Input material –
####################
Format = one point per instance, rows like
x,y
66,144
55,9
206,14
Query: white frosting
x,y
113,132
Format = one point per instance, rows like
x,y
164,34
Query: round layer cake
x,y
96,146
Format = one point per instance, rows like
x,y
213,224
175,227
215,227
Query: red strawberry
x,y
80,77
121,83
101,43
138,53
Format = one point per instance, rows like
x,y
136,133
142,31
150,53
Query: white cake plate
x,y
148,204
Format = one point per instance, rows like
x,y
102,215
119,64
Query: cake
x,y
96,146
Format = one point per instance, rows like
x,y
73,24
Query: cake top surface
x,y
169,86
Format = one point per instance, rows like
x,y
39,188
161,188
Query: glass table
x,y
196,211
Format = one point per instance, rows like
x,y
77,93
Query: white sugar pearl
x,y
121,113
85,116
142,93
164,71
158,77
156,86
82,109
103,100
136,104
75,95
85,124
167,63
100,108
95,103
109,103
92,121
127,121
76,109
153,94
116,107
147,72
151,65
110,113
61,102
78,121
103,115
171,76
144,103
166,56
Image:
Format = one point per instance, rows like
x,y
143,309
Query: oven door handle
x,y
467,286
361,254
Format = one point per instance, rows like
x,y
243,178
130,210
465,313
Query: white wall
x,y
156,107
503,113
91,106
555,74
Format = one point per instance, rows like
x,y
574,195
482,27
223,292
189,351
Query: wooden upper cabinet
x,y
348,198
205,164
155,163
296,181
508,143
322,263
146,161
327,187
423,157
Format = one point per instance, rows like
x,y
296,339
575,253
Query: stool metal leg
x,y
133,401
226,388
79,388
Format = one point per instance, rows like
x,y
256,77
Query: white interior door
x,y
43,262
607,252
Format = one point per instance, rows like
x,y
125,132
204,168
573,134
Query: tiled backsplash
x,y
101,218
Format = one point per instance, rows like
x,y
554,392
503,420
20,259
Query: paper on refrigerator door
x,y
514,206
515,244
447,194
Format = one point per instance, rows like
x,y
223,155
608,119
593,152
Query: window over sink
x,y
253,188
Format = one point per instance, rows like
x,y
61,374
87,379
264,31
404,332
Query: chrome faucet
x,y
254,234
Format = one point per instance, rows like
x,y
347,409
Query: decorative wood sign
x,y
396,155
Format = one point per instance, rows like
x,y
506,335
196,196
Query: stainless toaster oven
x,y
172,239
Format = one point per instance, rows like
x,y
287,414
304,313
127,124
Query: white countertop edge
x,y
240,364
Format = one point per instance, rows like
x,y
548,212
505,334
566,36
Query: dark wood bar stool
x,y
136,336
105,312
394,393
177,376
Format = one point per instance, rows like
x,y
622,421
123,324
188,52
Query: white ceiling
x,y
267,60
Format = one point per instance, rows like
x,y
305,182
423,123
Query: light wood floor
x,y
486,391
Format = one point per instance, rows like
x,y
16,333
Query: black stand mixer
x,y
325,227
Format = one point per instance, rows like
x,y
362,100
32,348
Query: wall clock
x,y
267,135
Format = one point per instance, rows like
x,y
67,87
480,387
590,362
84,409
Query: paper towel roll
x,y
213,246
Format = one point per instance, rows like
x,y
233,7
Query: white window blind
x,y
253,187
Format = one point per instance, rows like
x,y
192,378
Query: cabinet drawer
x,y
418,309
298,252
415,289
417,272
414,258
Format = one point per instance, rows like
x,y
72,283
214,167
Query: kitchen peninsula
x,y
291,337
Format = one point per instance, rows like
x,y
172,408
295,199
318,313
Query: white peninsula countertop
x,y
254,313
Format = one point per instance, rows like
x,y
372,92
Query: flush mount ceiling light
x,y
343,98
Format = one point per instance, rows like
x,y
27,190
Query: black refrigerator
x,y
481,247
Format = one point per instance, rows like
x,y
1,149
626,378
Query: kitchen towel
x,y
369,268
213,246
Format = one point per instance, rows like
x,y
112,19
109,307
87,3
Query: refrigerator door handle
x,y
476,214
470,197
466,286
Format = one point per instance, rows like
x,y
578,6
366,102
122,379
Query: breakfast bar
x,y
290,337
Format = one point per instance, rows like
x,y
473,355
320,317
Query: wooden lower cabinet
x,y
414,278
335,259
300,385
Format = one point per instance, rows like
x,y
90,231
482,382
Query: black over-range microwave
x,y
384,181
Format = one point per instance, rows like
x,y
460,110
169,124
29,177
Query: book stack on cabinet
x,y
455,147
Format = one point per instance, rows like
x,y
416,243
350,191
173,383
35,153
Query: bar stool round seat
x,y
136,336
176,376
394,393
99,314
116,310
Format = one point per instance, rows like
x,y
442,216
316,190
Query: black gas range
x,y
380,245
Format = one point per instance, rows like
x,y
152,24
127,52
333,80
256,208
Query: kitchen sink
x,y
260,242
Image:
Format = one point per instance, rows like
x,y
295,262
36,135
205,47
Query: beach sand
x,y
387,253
####################
Aim of the exercise –
Every line of the data above should be copied exactly.

Output for this task –
Format = one point per instance, rows like
x,y
66,144
55,9
206,14
Query: white frosting
x,y
113,132
Format = one point per instance, rows like
x,y
164,34
Query: round layer cake
x,y
96,146
Format = one point per instance, rows like
x,y
213,224
175,227
215,227
Query: red strawberry
x,y
80,77
121,83
101,43
138,53
Format = one point per instance, rows like
x,y
136,133
142,31
150,53
Query: white cake plate
x,y
148,204
Format = one point per instance, rows like
x,y
102,215
119,64
Query: cake
x,y
96,146
Format = one point per instance, rows like
x,y
73,24
Query: cake top surface
x,y
169,86
Format = one point per instance, rows like
x,y
39,188
161,188
Query: glass table
x,y
196,211
Format = one point per instance, rows like
x,y
77,93
Query: white sugar pearl
x,y
121,113
85,116
142,93
164,71
158,77
156,86
82,109
103,100
136,104
75,95
85,124
167,63
100,108
95,103
109,103
92,121
127,121
76,109
153,94
116,107
147,72
151,65
110,113
61,102
78,121
103,115
171,76
144,103
166,56
Image:
Format = one point per instance, rows like
x,y
143,309
Query: oven door handle
x,y
467,286
361,254
Format = one point per instance, rows like
x,y
243,178
130,210
465,313
Query: white wall
x,y
156,107
503,113
91,106
555,74
Format = one point per instance, rows like
x,y
574,195
482,27
223,292
189,351
Query: wooden upper cabinet
x,y
348,198
205,164
155,163
296,181
508,143
322,263
146,161
327,187
423,157
Format = one point per instance, rows like
x,y
296,339
575,253
Query: stool metal leg
x,y
133,401
226,388
79,388
Format = one point per instance, rows like
x,y
256,77
Query: white interior door
x,y
43,262
607,252
Format = one point per instance, rows like
x,y
125,132
204,168
573,134
Query: tiled backsplash
x,y
101,218
Format = one point per instance, rows like
x,y
554,392
503,420
20,259
Query: paper on refrigerator door
x,y
514,206
515,244
447,194
Format = one point per instance, rows like
x,y
223,155
608,119
593,152
Query: window over sink
x,y
253,188
Format = one point per instance, rows like
x,y
61,374
87,379
264,31
404,332
Query: chrome faucet
x,y
254,234
Format = one point per instance, rows like
x,y
347,409
Query: decorative wood sign
x,y
396,155
Format = one point per instance, rows like
x,y
506,335
196,196
Query: stainless toaster oven
x,y
172,239
Format = one point per instance, rows like
x,y
287,414
304,313
127,124
Query: white countertop edge
x,y
240,364
Format = one point per instance, rows like
x,y
548,212
505,334
566,36
Query: dark wood bar stool
x,y
136,336
105,312
394,393
177,376
Format = one point per instance, rows like
x,y
622,421
123,324
188,52
Query: white ceiling
x,y
267,60
Format = one point per instance, rows like
x,y
305,182
423,123
Query: light wood floor
x,y
486,391
Format = one point per instance, rows like
x,y
16,333
Query: black stand mixer
x,y
325,227
Format = one point per instance, rows like
x,y
362,100
32,348
Query: wall clock
x,y
267,135
Format = one point per instance, rows like
x,y
67,87
480,387
590,362
84,409
Query: paper towel roll
x,y
213,246
Format = one point per instance, rows like
x,y
233,7
Query: white window blind
x,y
253,187
Format = one point per instance, rows like
x,y
192,378
Query: cabinet drawer
x,y
418,309
298,252
415,289
417,272
414,258
Format = one point per instance, rows like
x,y
72,283
214,167
Query: kitchen peninsula
x,y
291,337
Format = one point per instance, rows like
x,y
172,408
295,199
318,313
Query: white peninsula countertop
x,y
254,313
Format = one point per instance, rows like
x,y
372,92
Query: flush mount ceiling light
x,y
343,98
Format = one point per instance, rows like
x,y
27,190
Query: black refrigerator
x,y
481,247
Format = one point per instance, rows like
x,y
1,149
626,378
Query: kitchen towel
x,y
369,268
213,246
Format = one point per instance, rows like
x,y
112,19
109,307
87,3
Query: refrigerator door handle
x,y
476,214
470,197
466,286
Format = one point per instance, rows like
x,y
578,6
366,102
122,379
Query: breakfast bar
x,y
290,337
Format = one point per instance, rows like
x,y
473,355
320,317
Query: wooden lower cabinet
x,y
414,278
335,259
300,385
Format = one point per instance, rows like
x,y
90,231
482,382
Query: black over-range microwave
x,y
384,181
Format = one point per instance, rows like
x,y
460,110
169,124
29,177
Query: book stack on cabinet
x,y
455,147
Format = one point per instance, rows like
x,y
416,243
350,191
173,383
35,153
Query: bar stool round seat
x,y
136,336
176,376
394,393
99,314
116,310
Format = one point per instance, rows like
x,y
442,216
316,190
Query: black gas range
x,y
380,245
Format = one point per instance, rows like
x,y
152,24
127,52
333,80
256,208
Query: kitchen sink
x,y
260,242
Image:
Format = one point per instance, rows like
x,y
295,262
36,135
205,47
Query: beach sand
x,y
387,253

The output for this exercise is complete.